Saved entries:
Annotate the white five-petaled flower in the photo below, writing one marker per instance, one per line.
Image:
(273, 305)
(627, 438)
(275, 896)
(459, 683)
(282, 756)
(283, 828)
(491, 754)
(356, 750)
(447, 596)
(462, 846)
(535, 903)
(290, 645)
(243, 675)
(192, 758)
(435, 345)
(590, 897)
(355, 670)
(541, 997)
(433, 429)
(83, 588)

**Assignment**
The answer must reproduce all of the entries exactly.

**Result**
Annotate the white five-petaled flower in the photo below, writing one marker per instance, one per line.
Image:
(273, 305)
(627, 438)
(275, 896)
(459, 683)
(282, 756)
(283, 828)
(491, 754)
(356, 750)
(447, 596)
(462, 846)
(535, 903)
(290, 645)
(243, 675)
(192, 758)
(435, 345)
(590, 897)
(355, 670)
(541, 997)
(433, 429)
(83, 588)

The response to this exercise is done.